»»

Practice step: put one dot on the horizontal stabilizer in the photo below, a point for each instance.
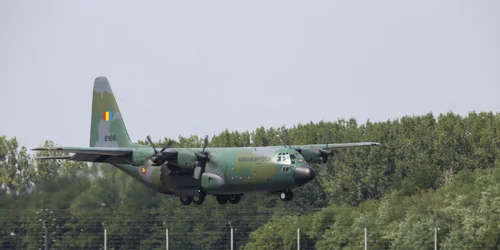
(67, 157)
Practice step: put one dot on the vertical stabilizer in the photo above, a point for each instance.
(107, 128)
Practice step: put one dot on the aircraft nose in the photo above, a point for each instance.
(302, 175)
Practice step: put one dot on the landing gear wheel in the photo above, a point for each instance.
(222, 199)
(286, 195)
(186, 200)
(198, 200)
(234, 198)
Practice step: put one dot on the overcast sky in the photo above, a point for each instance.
(199, 67)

««

**Requirement**
Write the lines out exactly, from the one with "Practice step: put one dot on the vertical" down to the last line of the listing, and leave out all others.

**Answer to this exercise**
Practice step: put one dot on the vertical stabilizer in the photo above, a point for each instance.
(107, 128)
Practice step: put one dot on the aircraft nose in the photo above, a point for each instance.
(302, 175)
Practice step: put one dot on the landing gear wheel in the photo above, a point for each instance.
(222, 199)
(286, 195)
(186, 200)
(198, 200)
(234, 198)
Practice step: put one dot on the overcast sky in the photo above, a point for each instance.
(199, 67)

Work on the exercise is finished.